QUOTED PASSAGE start

Across the world, women’s cricket is no longer arriving quietly. The numbers tell a story that is difficult to ignore. The most recent Women’s World Cup recorded its highest-ever global viewership, with hundreds of millions tuning in across digital and broadcast platforms. Stadiums in England and Australia have seen sell-out crowds for women’s internationals, while leagues such as the Women’s Big Bash League have reported year-on-year viewership growth of over 40 percent. This is not interest driven by novelty or obligation. It is an appetite, built on quality, competition, and spectacle.

In India, where cricket is less a sport than a cultural language, this shift carries particular resonance. The Indian women’s team’s recent World Cup triumph was not just a historic win; it was a national moment. Over 180 million viewers tuned in to watch the final online, with overall tournament viewership surpassing 400 million, numbers once thought exclusive to men’s cricket. The conversations that followed were telling. The language had changed. Victories were no longer framed as heart-warming surprises or moral wins, but as the result of preparation, depth, and tactical clarity. Expectation, rather than encouragement, became the dominant tone.

There is also a new confidence on display. Indian women cricketers now play like athletes who expect scrutiny and visibility. Their celebrations are expansive, their interviews composed, their ambition unapologetic. In a sporting culture long structured around singular male heroes, this collective female presence feels quietly radical. It does not ask to be accommodated; it assumes space.

I felt this shift most vividly while watching a Women’s Premier League match between the Gujarat Giants and the Delhi Capitals. The atmosphere was instantly familiar, the chants, the rising tension before a decisive over, but there was an ease that felt new. Families filled the stands. Young girls leaned forward, deeply invested. Around me, conversations revolved around form, strategy, and momentum. No one was explaining why this mattered. They were there because it did.

That distinction is crucial. When sport moves from advocacy to anticipation, it crosses a cultural threshold. Women’s cricket, in moments like these, no longer requires justification. It simply belongs.

The Women’s Premier League sits squarely at the centre of this recalibration. Since its launch in 2023, the WPL has grown at a remarkable pace. Viewership has more than doubled across seasons, crossing 300 million across television and digital platforms. Media rights for the league were secured for nearly ₹1,000 crore, while sponsorship revenues continue to climb, with brands from beauty, lifestyle, and fintech entering a space once dominated by traditional sports advertisers. The WPL has quietly become one of the highest-paying women’s cricket leagues in the world.

QUOTED PASSAGE end

▶ EXERCISE INSTRUCTIONS:
- A) In the article on women's cricket, for roughly what amount were the Women's Premier League's media rights secured?
- B) Carry the article on women's cricket forward from its final sentence.
The lines that come after the article on women's cricket are separate material.

DATA SHOWN start

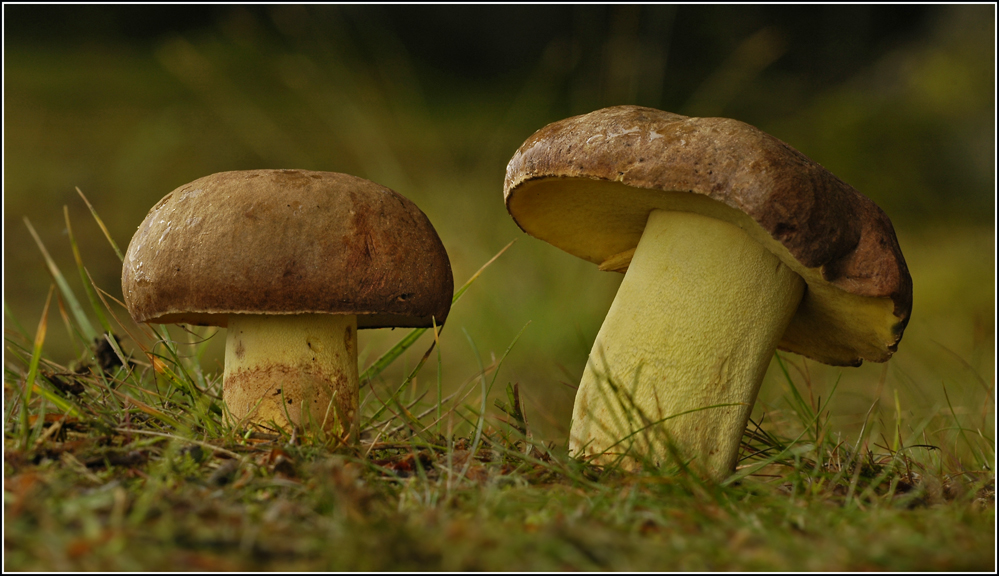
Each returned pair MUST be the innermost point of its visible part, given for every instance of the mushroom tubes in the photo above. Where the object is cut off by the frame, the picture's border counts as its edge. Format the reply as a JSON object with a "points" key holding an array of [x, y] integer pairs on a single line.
{"points": [[733, 244], [293, 263]]}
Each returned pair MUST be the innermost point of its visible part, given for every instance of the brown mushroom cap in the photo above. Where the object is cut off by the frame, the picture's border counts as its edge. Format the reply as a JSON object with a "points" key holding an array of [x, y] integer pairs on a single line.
{"points": [[286, 242], [587, 184]]}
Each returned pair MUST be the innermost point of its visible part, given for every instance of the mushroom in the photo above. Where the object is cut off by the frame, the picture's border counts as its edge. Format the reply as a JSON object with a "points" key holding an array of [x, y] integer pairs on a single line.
{"points": [[292, 263], [733, 244]]}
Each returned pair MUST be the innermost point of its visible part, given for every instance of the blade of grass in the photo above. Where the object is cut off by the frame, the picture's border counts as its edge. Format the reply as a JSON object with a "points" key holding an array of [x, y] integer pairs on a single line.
{"points": [[393, 353], [485, 394], [10, 315], [29, 381], [101, 224], [440, 384], [81, 319], [91, 295]]}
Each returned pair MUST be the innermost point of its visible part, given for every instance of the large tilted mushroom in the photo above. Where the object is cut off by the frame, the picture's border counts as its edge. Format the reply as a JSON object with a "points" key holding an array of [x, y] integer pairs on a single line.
{"points": [[292, 262], [734, 244]]}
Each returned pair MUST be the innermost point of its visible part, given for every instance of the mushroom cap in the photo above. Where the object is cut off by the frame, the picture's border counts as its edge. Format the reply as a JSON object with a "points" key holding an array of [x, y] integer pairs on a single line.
{"points": [[587, 184], [286, 242]]}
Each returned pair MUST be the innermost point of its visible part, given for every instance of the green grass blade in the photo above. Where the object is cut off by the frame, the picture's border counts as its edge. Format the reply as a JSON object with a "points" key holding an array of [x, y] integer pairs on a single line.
{"points": [[74, 305], [91, 295], [29, 381], [386, 359], [102, 226], [10, 315]]}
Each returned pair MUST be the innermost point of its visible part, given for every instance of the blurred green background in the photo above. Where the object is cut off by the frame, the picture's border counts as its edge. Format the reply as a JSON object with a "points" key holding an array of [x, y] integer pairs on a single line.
{"points": [[130, 102]]}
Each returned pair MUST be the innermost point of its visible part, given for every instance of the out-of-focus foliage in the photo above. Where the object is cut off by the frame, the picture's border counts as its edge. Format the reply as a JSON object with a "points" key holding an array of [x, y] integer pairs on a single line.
{"points": [[130, 102]]}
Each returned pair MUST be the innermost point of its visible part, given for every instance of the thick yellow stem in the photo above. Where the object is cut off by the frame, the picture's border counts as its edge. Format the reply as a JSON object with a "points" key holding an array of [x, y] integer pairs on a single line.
{"points": [[296, 369], [694, 325]]}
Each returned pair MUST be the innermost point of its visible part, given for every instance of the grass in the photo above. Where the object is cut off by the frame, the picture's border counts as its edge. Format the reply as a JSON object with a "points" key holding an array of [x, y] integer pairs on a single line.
{"points": [[124, 460]]}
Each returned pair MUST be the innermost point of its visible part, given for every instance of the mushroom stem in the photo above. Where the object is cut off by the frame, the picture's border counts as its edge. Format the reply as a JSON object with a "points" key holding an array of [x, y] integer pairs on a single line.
{"points": [[694, 324], [294, 369]]}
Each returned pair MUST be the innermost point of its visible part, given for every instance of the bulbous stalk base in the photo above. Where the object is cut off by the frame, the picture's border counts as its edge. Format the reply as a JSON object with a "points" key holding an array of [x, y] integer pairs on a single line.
{"points": [[694, 325], [293, 370]]}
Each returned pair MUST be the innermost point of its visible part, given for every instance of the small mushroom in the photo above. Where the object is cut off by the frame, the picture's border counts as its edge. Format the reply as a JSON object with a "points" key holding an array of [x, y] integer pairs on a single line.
{"points": [[292, 263], [733, 244]]}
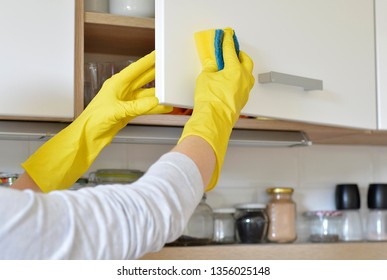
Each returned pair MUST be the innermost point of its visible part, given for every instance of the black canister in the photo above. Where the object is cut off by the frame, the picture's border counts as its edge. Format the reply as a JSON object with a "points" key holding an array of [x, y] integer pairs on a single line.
{"points": [[251, 223], [348, 202], [377, 212]]}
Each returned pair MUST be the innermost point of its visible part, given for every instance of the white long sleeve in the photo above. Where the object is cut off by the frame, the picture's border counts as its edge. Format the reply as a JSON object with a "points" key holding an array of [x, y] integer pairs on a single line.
{"points": [[104, 222]]}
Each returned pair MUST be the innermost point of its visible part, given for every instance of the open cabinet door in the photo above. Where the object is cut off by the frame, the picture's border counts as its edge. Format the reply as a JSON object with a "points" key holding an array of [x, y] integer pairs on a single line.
{"points": [[290, 42]]}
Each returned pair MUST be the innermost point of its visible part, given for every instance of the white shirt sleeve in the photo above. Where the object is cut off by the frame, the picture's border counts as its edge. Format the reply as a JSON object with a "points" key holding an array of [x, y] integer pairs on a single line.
{"points": [[103, 222]]}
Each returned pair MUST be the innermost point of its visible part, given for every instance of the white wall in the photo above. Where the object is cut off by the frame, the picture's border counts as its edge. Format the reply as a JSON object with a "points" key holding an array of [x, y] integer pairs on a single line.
{"points": [[312, 171]]}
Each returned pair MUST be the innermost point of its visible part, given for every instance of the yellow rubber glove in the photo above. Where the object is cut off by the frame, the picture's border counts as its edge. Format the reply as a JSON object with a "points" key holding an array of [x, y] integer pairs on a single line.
{"points": [[63, 159], [219, 95]]}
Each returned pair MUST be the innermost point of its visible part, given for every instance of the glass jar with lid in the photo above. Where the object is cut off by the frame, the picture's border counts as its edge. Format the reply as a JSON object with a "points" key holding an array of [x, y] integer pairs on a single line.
{"points": [[224, 225], [324, 225], [251, 222], [281, 210], [200, 227]]}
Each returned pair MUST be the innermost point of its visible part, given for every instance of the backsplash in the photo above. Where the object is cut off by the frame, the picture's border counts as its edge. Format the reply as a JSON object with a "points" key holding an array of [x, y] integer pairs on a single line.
{"points": [[312, 171]]}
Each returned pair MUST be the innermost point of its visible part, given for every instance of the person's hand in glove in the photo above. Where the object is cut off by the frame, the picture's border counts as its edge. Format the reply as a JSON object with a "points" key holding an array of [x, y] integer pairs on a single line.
{"points": [[220, 95], [63, 159]]}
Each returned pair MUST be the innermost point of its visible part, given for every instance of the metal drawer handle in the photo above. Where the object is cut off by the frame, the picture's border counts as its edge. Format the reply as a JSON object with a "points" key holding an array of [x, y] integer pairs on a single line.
{"points": [[291, 80]]}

DATA SHOWN end

▶ RESULTS BY TASK:
- A) Nearly ₹1,000 crore.

- B)
But its significance extends beyond balance sheets. Franchise cricket reshaped how audiences engage with the sport, through loyalty, spectacle, and narrative. By placing women at the heart of this format, the WPL does more than offer visibility; it reconfigures cricket’s emotional economy. Here, women cricketers are not expected to be exemplary symbols. They are allowed complexity. They are debated, criticised, adored, and occasionally polarising. They win dramatically. They fail publicly. This ordinariness is powerful.

Popular culture, too, has begun to reflect this shift. A recent campaign for the men’s T20 World Cup placed women cricketers at the emotional centre of its narrative, not as symbols of support, but as authoritative voices within cricket’s larger story. The gesture was subtle, almost casual, and that is precisely why it mattered. When admiration is woven in rather than announced, it signals a deeper recalibration of gaze.

Globally, this moment aligns with broader changes in women’s sport. Increased pay, professional contracts, and record audiences are reshaping who sport is made for and how it is consumed. Women athletes are no longer positioned solely as inspirational figures; they are cultural protagonists. Their visibility spills beyond the field, into advertising, fashion, and media, without being reduced to novelty.

And yet, the transformation is not frictionless. Women’s cricket continues to operate under disproportionate scrutiny. Conversations around “marketability,” appearance, and comparison with the men’s game persist. There remains a tendency to measure success through male benchmarks, revenue, speed, power, rather than allowing women’s cricket to define its own rhythms and aesthetics. The challenge is not merely growth, but imagination.

Which brings us to the larger question this moment provokes: are we witnessing the emergence of a new cricket culture?

Culture does not announce itself. It settles in. It becomes visible through repetition and habit, in sold-out stands that no longer feel performative, in living rooms where women’s matches command full attention, in children who argue over women cricketers without pausing to explain why. Women’s cricket is no longer being introduced. It is being assumed.

Cricket has always acted as a social mirror. For much of its history, that mirror reflected a partial image, carefully framed, deeply gendered. What is unfolding now feels less like a rupture and more like an expansion of the frame. Women are no longer entering cricket culture as guests or novelties; they are shaping its tempo, its memory, its future.

The Women’s Premier League does not represent an endpoint. It represents a beginning, messy, contested, exhilarating. Structural inequities remain, and visibility alone does not guarantee equity. But culture is rarely transformed through declarations. It changes through return. Through seasons that repeat. Through names that stay.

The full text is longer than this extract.